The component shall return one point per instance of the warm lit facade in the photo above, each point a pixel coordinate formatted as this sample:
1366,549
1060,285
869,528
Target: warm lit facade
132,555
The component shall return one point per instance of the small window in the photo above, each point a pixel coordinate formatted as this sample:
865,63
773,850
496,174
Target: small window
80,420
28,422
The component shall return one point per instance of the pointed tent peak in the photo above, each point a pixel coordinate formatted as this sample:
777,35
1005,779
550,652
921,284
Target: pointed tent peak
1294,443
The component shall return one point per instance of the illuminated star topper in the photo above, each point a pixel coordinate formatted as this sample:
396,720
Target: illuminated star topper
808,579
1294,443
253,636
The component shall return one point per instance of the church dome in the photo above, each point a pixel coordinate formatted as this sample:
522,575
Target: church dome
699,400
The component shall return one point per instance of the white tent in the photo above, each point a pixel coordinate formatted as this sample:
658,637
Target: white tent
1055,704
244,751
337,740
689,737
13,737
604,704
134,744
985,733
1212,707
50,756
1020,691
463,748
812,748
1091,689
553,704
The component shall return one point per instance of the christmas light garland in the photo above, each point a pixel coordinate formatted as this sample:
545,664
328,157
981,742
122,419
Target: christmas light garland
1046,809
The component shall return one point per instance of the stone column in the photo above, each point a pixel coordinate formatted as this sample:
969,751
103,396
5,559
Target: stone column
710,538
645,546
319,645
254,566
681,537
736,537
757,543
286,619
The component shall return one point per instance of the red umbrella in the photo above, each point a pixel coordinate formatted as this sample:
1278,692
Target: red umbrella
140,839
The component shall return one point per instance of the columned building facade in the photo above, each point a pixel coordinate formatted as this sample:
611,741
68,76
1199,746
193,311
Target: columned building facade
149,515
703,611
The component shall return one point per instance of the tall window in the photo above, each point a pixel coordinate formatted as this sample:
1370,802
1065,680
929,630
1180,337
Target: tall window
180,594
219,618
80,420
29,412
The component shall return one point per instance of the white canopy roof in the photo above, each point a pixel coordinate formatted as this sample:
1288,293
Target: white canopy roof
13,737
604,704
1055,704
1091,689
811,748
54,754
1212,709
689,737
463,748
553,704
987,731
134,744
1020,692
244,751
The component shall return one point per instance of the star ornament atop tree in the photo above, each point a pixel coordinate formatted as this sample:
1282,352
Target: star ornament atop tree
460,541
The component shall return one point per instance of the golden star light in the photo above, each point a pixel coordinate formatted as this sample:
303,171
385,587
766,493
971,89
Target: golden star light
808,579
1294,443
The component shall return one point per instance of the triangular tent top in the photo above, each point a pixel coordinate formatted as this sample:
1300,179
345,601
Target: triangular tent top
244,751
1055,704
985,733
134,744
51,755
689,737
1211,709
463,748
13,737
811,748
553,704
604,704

● **Task directions**:
The entries above are to be retyped exactly.

● **Completed exercise**:
The component shall return one point per instance of the warm lit facade in the photo above, each point a pixel coordinate formatted as this sample:
1366,549
1060,285
869,528
Target: warm lit facade
132,555
The component shall return one point per instance of the small window in the photo above, each point a pixel coordinate formatted as this sample:
865,63
773,850
496,174
Target: small window
80,420
28,422
The component shall return one point per instance of the pointed tent peak in the photo above, each point a pixel coordinate formatted as this sample:
777,35
1005,779
550,652
921,284
Target: pointed tent peak
1294,443
The component shall return one point per instance of the illuminated star topper in the photo above, each point a pixel coordinate formatted as this sample:
396,720
Target: illuminated star topper
808,579
1294,443
253,636
The component shall return one point per instance of the church dome in the photo above, each point a pixel coordinate formatted as this sample:
522,575
Target: church dome
699,400
The component shall return one point per instance of the white tent in the photo above, each point a pixel coordinate formatted as this sample:
658,637
Target: white tent
1055,704
244,751
337,740
689,737
13,737
604,704
134,744
985,733
1212,707
50,756
1020,691
463,748
812,748
1091,689
553,704
The component shall return one point per instance of the christmas light garland in the photo above, each point a pixel coordinate formatted as this sample:
545,664
328,157
981,742
122,419
Target: christmas light garland
1046,809
The component shall return one point per instance of the stone column in the photo above, each point a pixel coordinate formatted as this sample:
969,751
103,396
5,559
Target: stone column
710,538
645,546
319,645
254,566
681,537
736,537
757,543
286,619
The component shall return one point per instance of the red umbrella in the photo above, each point a pixel coordinate formatted as this sample:
1278,692
Target: red umbrella
140,839
The component shall return one point per instance of the columned building facade in the photo above, each point a pixel coordinate formatted as this sample:
611,741
68,76
1199,746
193,311
Target: columned building facade
149,515
703,611
The component shall return one point per instance of the tall window in the photo above, each point a pixel coordinate formatted as this sample:
1370,802
1065,680
929,630
1180,337
Target: tall window
180,594
219,618
80,420
29,412
The component shall return one point per instance of the white canopy roof in the photo above, each point a pixel coordinate formatted as this sample:
1288,293
Target: white canopy roof
13,737
604,704
1055,704
1091,689
811,748
54,754
1212,709
689,737
463,748
553,704
987,731
134,744
1020,692
244,751
The component shall return one point per instance of the star ornament atop tree in the photo above, each point a pixel coordinate formatted as this sample:
1282,352
Target: star ornament atop tree
460,541
The component shall return one point per instance of the golden star light in the photo above, each point a pixel coordinate formatted as this sample:
303,171
385,587
766,493
971,89
Target: golden star light
808,579
1294,443
The component shall return one point per instance of the triangular tent top in the photo above, each point a pixel coordinate formatted as this sample:
1300,179
345,601
Target: triangular tent top
244,751
1055,704
985,733
134,744
51,755
689,737
1211,709
463,748
13,737
811,748
553,704
604,704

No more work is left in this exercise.